Stored items from a collection:
--- START ---

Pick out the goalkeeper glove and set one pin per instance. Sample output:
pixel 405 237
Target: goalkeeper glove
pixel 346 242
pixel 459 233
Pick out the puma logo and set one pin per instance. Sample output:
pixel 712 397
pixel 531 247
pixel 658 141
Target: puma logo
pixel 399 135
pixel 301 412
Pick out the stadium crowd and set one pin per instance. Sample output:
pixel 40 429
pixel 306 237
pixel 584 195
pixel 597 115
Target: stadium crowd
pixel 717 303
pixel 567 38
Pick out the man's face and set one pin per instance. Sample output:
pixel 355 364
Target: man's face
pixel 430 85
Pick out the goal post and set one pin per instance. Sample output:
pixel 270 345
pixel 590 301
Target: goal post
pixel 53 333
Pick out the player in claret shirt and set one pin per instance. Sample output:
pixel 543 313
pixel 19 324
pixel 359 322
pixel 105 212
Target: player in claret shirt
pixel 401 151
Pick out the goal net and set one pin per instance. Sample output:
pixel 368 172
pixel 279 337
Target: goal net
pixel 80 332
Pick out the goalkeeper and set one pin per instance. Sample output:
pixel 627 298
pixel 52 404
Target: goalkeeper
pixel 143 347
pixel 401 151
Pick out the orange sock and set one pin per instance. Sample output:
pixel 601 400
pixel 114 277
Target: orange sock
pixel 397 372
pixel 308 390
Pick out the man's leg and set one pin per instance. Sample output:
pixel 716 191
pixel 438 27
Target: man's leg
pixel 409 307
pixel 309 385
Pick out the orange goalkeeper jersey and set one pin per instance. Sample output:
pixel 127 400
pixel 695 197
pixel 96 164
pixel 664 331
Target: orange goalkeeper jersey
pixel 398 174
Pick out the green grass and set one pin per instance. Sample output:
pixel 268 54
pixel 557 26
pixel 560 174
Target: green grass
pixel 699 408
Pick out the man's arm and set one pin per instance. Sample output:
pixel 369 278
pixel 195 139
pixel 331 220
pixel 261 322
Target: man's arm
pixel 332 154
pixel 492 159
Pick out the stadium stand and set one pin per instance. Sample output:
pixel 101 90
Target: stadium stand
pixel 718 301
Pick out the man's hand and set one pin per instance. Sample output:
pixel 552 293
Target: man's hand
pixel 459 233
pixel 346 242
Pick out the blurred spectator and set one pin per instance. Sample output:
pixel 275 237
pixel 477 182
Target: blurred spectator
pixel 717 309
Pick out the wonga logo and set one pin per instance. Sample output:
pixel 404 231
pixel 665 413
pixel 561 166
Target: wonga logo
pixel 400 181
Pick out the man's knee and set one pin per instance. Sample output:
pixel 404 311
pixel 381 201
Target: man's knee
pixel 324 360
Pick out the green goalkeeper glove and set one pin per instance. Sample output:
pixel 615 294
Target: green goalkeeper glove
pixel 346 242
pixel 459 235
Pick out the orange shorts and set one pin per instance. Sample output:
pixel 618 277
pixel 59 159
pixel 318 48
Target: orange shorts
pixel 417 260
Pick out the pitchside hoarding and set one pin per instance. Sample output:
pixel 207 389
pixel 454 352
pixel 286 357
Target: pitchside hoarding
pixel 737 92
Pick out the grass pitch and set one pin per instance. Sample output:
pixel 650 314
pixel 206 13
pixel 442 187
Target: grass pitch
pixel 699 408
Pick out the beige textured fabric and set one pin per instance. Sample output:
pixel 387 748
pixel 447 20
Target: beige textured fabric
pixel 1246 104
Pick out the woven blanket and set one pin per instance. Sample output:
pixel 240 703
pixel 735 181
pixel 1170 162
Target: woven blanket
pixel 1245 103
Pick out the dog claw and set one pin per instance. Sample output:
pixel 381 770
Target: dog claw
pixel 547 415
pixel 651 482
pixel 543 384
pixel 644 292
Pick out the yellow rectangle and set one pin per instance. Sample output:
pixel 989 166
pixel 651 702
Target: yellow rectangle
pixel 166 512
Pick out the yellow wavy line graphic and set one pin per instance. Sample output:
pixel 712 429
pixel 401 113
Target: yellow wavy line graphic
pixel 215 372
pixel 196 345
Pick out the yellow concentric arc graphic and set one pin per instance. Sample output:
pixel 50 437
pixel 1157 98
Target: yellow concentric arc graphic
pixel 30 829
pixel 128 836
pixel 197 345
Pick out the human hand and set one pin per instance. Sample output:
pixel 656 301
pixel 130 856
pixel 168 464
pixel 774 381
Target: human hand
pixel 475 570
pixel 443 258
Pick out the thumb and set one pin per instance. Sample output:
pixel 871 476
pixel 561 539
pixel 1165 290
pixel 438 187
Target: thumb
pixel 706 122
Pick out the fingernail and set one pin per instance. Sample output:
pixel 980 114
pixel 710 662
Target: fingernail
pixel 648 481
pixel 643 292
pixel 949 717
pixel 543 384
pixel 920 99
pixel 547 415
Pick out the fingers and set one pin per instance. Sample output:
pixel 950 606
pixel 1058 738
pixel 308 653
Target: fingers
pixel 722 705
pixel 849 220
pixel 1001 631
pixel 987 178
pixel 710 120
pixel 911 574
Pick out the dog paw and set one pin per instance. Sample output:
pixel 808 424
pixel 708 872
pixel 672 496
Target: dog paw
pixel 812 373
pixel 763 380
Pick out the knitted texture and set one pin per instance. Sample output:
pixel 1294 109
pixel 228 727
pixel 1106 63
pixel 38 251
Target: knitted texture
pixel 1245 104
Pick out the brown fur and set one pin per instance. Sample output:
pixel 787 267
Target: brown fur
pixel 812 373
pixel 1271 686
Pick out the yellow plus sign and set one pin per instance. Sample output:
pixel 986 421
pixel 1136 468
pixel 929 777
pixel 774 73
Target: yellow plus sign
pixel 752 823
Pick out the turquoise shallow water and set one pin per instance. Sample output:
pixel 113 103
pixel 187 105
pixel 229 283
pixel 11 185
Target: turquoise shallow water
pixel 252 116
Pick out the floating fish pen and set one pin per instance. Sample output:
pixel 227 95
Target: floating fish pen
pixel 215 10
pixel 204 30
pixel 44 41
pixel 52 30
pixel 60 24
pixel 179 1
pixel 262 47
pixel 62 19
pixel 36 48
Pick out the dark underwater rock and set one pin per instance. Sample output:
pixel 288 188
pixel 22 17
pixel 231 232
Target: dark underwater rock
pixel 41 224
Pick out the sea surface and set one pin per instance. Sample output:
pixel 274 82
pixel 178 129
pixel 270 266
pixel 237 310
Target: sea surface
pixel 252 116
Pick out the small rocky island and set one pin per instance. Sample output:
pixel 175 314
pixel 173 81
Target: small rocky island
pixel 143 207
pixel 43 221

--- END ---

Instructions to follow:
Precisely reproduce all the entries shown above.

Task response:
Pick out the goalkeeper glove and set one pin per instance. Sample output:
pixel 405 237
Target: goalkeeper glove
pixel 346 242
pixel 459 233
Pick out the puma logo and set one pin per instance. Sample output:
pixel 712 397
pixel 531 247
pixel 658 141
Target: puma logo
pixel 399 135
pixel 301 412
Pick out the stadium crowd and set one pin per instance. Sample output:
pixel 40 429
pixel 306 237
pixel 584 195
pixel 597 115
Target: stadium crowd
pixel 717 303
pixel 567 38
Pick out the man's face and set one pin per instance. Sample output:
pixel 355 364
Target: man's face
pixel 430 85
Pick out the goal post and set one pin per instance. Sample output:
pixel 270 345
pixel 590 301
Target: goal post
pixel 53 333
Pick out the player in claret shirt and set one pin per instance. Sample output:
pixel 543 313
pixel 19 324
pixel 359 322
pixel 105 212
Target: player in claret shirt
pixel 401 151
Pick out the goal net and set one pin per instance. Sample output:
pixel 368 172
pixel 279 337
Target: goal net
pixel 80 332
Pick out the goalkeeper and set one pin per instance. Sample output:
pixel 627 298
pixel 52 404
Target: goalkeeper
pixel 143 347
pixel 401 151
Pick out the orange sock and set one pin per instance. Sample output:
pixel 601 400
pixel 114 277
Target: orange sock
pixel 397 372
pixel 308 390
Pick out the man's leg and set one pin per instance. Sample output:
pixel 716 191
pixel 438 27
Target: man's leg
pixel 409 307
pixel 309 385
Pick out the orange goalkeeper jersey and set one pin per instance. Sample output:
pixel 127 400
pixel 695 197
pixel 96 164
pixel 664 331
Target: orange goalkeeper jersey
pixel 398 174
Pick out the green grass and set one pin per instance. Sample output:
pixel 268 54
pixel 557 26
pixel 560 174
Target: green grass
pixel 699 408
Pick out the man's arm and set one pin per instance. Sample output:
pixel 369 278
pixel 195 139
pixel 331 220
pixel 261 322
Target: man's arm
pixel 332 154
pixel 492 159
Pick out the stadium stand and set one pin per instance. Sample output:
pixel 101 90
Target: stadium stand
pixel 718 301
Pick out the man's hand and set one pin per instance. Sample output:
pixel 552 293
Target: man's hand
pixel 459 233
pixel 346 242
Pick out the blurred spectator and set one pin per instance. Sample output:
pixel 275 237
pixel 477 182
Target: blurred spectator
pixel 717 309
Pick out the wonga logo and set one pin per instance. Sample output:
pixel 404 231
pixel 665 413
pixel 561 166
Target: wonga logo
pixel 400 181
Pick out the man's knee and set one pin per instance. Sample output:
pixel 404 311
pixel 381 201
Target: man's knee
pixel 324 360
Pick out the green goalkeeper glove and set one pin per instance. Sample output:
pixel 615 294
Target: green goalkeeper glove
pixel 346 242
pixel 459 235
Pick out the orange shorts and set one pin per instance. Sample output:
pixel 618 277
pixel 59 159
pixel 318 48
Target: orange shorts
pixel 417 260
Pick out the pitchside hoarding and set one pin per instance. Sample output:
pixel 207 389
pixel 454 352
pixel 286 357
Target: pitchside hoarding
pixel 737 92
Pick out the grass pitch and set one pin per instance. Sample output:
pixel 650 314
pixel 206 13
pixel 442 187
Target: grass pitch
pixel 699 408
Pick out the beige textured fabric and set one pin per instance. Sample output:
pixel 387 748
pixel 447 20
Target: beige textured fabric
pixel 1246 104
Pick out the woven blanket and set one pin per instance. Sample output:
pixel 240 703
pixel 735 181
pixel 1170 162
Target: woven blanket
pixel 1245 103
Pick out the dog claw and set one pin per instance. Sample output:
pixel 381 770
Target: dog claw
pixel 547 415
pixel 651 482
pixel 543 384
pixel 644 292
Pick out the yellow rectangle and set one pin per instance. Sample output:
pixel 989 166
pixel 651 702
Target: yellow rectangle
pixel 166 512
Pick out the yellow wavy line graphic and set one pin per instance. Sample output:
pixel 712 429
pixel 401 113
Target: yellow wavy line graphic
pixel 215 372
pixel 196 345
Pick out the yellow concentric arc graphic and set one pin per instance. Sample output:
pixel 50 437
pixel 1157 98
Target: yellow concentric arc graphic
pixel 30 829
pixel 128 836
pixel 197 345
Pick out the human hand and set one pin per instance. Sample output:
pixel 656 301
pixel 130 856
pixel 168 464
pixel 774 381
Target: human hand
pixel 475 570
pixel 443 258
Pick out the thumb and set one pin per instance. Sample output:
pixel 871 476
pixel 561 539
pixel 1165 290
pixel 438 187
Target: thumb
pixel 706 122
Pick out the fingernail and set one pin per instance. Sample output:
pixel 980 114
pixel 710 662
Target: fingernail
pixel 648 481
pixel 643 292
pixel 949 717
pixel 543 384
pixel 920 99
pixel 547 415
Pick out the fingers and set one pin per instance. Sample output:
pixel 950 606
pixel 1058 738
pixel 308 653
Target: fingers
pixel 722 705
pixel 849 220
pixel 1001 631
pixel 987 178
pixel 710 120
pixel 911 574
Pick out the dog paw and set one pin per instance. Sample output:
pixel 808 424
pixel 708 872
pixel 672 496
Target: dog paw
pixel 812 373
pixel 763 380
Pick out the knitted texture and set one pin per instance. Sample output:
pixel 1294 109
pixel 228 727
pixel 1106 63
pixel 38 251
Target: knitted texture
pixel 1245 104
Pick out the brown fur and set one pin per instance. Sample output:
pixel 787 267
Target: brown fur
pixel 812 373
pixel 1271 686
Pick out the yellow plus sign and set one pin per instance. Sample output:
pixel 986 421
pixel 1136 468
pixel 929 777
pixel 774 73
Target: yellow plus sign
pixel 752 823
Pick out the turquoise shallow water and set one pin per instance. Sample output:
pixel 113 103
pixel 187 105
pixel 229 283
pixel 11 185
Target: turquoise shallow water
pixel 252 116
Pick out the floating fish pen and set one pin per instance. Sample output:
pixel 227 95
Target: floating fish pen
pixel 215 10
pixel 204 30
pixel 44 41
pixel 52 30
pixel 60 24
pixel 179 1
pixel 262 47
pixel 62 19
pixel 36 48
Pick out the dark underwater rock and set one pin per instance. Sample output:
pixel 288 188
pixel 22 17
pixel 231 232
Target: dark underwater rock
pixel 41 224
Pick out the sea surface and set one pin per instance. Sample output:
pixel 274 82
pixel 178 129
pixel 270 266
pixel 237 310
Target: sea surface
pixel 252 116
Pick out the small rocky island and set one pin per instance. Sample output:
pixel 175 314
pixel 173 81
Target: small rocky island
pixel 143 207
pixel 43 221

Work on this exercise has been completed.